INSTRUCCIÓN A = Copia textualmente el pasaje de la reseña de Teoría del desamparo comprendido entre "Poco conocido en" y "frontera con Paraguay.", ambos incluidos.
INSTRUCCIÓN B = Según la reseña de Teoría del desamparo, ¿qué premio obtuvo la novela?

No existe la perfección en el arte, pero hay obras que se aproximan peligrosamente a ella, como la novela Teoría del desamparo, de Orlando Van Bredam. Es excelente desde el título, que no es lo menos importante de un libro importante. Ganadora del Premio Emecé 2007, Teoría del desamparo conjuga eficazmente muchas virtudes, tantas que sus jurados (Vlady Kociancich, Andrés Rivera y Abelardo Castillo) la aprecian como redonda. No es poco elogioso lo observado por Castillo: “La voto por su ironía, muy argentina, no exenta de crítica a nuestras realidades políticas. Y por la disparatada lógica de sus argumentos”. En estas breves palabras ha sido sintetizado, creo, el valor de la novela escrita por Van Bredam.
Poco conocido en México, Orlando Van Bredam nació en Villa San Marcial, provincia de Entre Ríos, Argentina. Es maestro de la Universidad Nacional de Formosa (en el norte de su país) y ha publicado los libros de poesía La hoguera inefable, Los cielos diferentes y De mi legajo; los de cuentos y minificciones Simulacros, La vida te cambia los planes y Las armas que carga el diablo; el ensayo La estética de Armando Discépolo y las novelas La música en que flotamos, Colgado de los tobillos y Nada bueno bajo el sol. Ha estrenado además numerosas obras teatrales y sus cuentos han aparecido en tres antologías nacionales organizadas por Mempo Giardinelli. Desde 1975 radica en Formosa, provincia argentina que marca la frontera con Paraguay.
Precisamente en un lugar distante de la capital del país, en una provincia opaca y olvidada de la Argentina, se ubica la historia de Catulo Rodríguez, protagonista de Teoría del desamparo. Cato, como le dicen para no restregar en sus orejas ese feo nombre, es empleado de una empresa, un bicho ordinario en la diversa zoología humana. Cumple con todos los requisitos para colocarlo en el casillero del aburrimiento: ecuánime, poco más de cuarenta años, casado, dos hijos mayores, ingreso mediano y fijo, satisfactores materiales resueltos, ninguna aventura extramatrimonial, cero amigos, Cato es en suma un sujeto que no da para novela, ni siquiera para comidilla de café. Sin embargo, una mañana cualquiera, cuando está a punto de salir rumbo al trabajo, el plomizo Cato abre la cajuela (el baúl, le llaman los argentinos) de su coche y encuentra un muerto. Sí, un muerto, un maldito muerto. A partir de ese hecho insólito estalla un cambio brusco en la vida de Catulo, una transformación interior que a su vez catapulta la compleja, apretada y amena trama de Teoría del desamparo.
La novela comienza pues con sospechas, y con ellas lo primero que establecemos es su ubicación genérica: es una historia que está a caballo entre la novela policial y, lo sabremos poco después, el thriller político. Tras hallar al muerto, Catulo Rodríguez, el centrado y soso Catulo Rodríguez, no tiene otro remedio: especula, especula, especula. Piensa quién puede ser el sujeto de la cajuela, piensa quién pudo haberle dado trámite hacia el más allá, piensa en dónde se lo echaron (al coche, no al muerto), piensa por qué lo habrán hecho, piensa si su Renault fue elegido por azar o intencionalmente, piensa si debe informar a la policía, piensa si debe avisar a su esposa, piensa si debe deshacerse del cadáver, piensa, piensa, piensa, especula hasta que casi se le seca el cráneo y termina por enredarse más.

DATOS DE ORIGEN =

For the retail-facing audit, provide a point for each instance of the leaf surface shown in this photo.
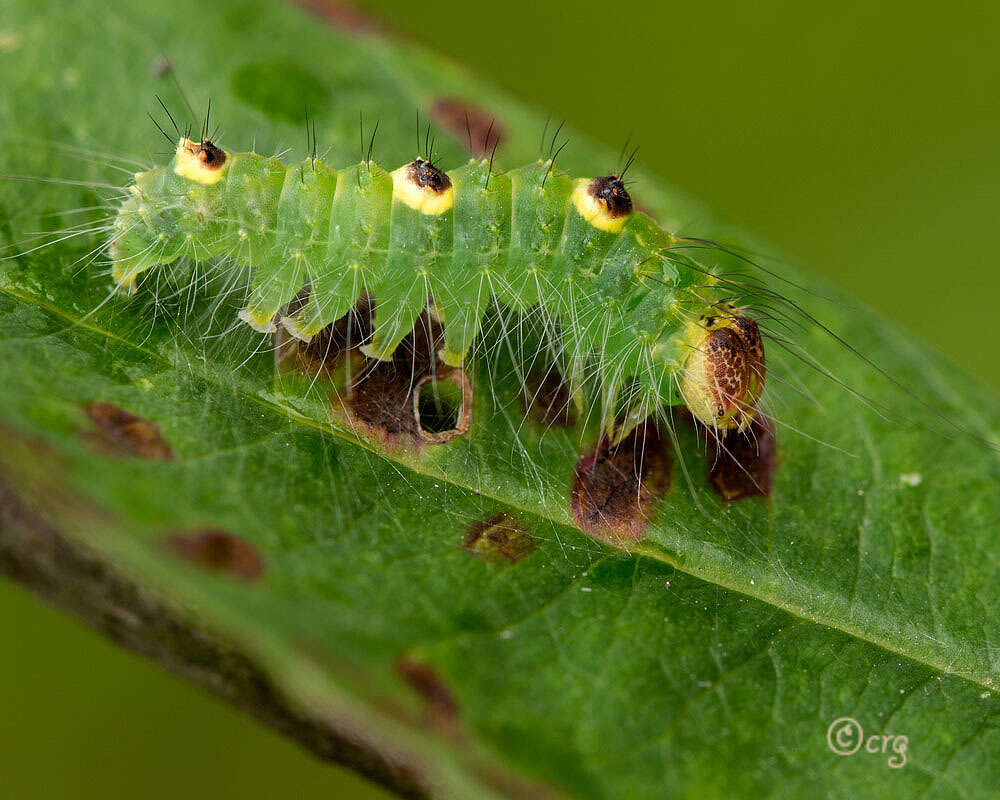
(365, 584)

RESPUESTA ESCRITA A =
Poco conocido en México, Orlando Van Bredam nació en Villa San Marcial, provincia de Entre Ríos, Argentina. Es maestro de la Universidad Nacional de Formosa (en el norte de su país) y ha publicado los libros de poesía La hoguera inefable, Los cielos diferentes y De mi legajo; los de cuentos y minificciones Simulacros, La vida te cambia los planes y Las armas que carga el diablo; el ensayo La estética de Armando Discépolo y las novelas La música en que flotamos, Colgado de los tobillos y Nada bueno bajo el sol. Ha estrenado además numerosas obras teatrales y sus cuentos han aparecido en tres antologías nacionales organizadas por Mempo Giardinelli. Desde 1975 radica en Formosa, provincia argentina que marca la frontera con Paraguay.

RESPUESTA ESCRITA B = El Premio Emecé 2007.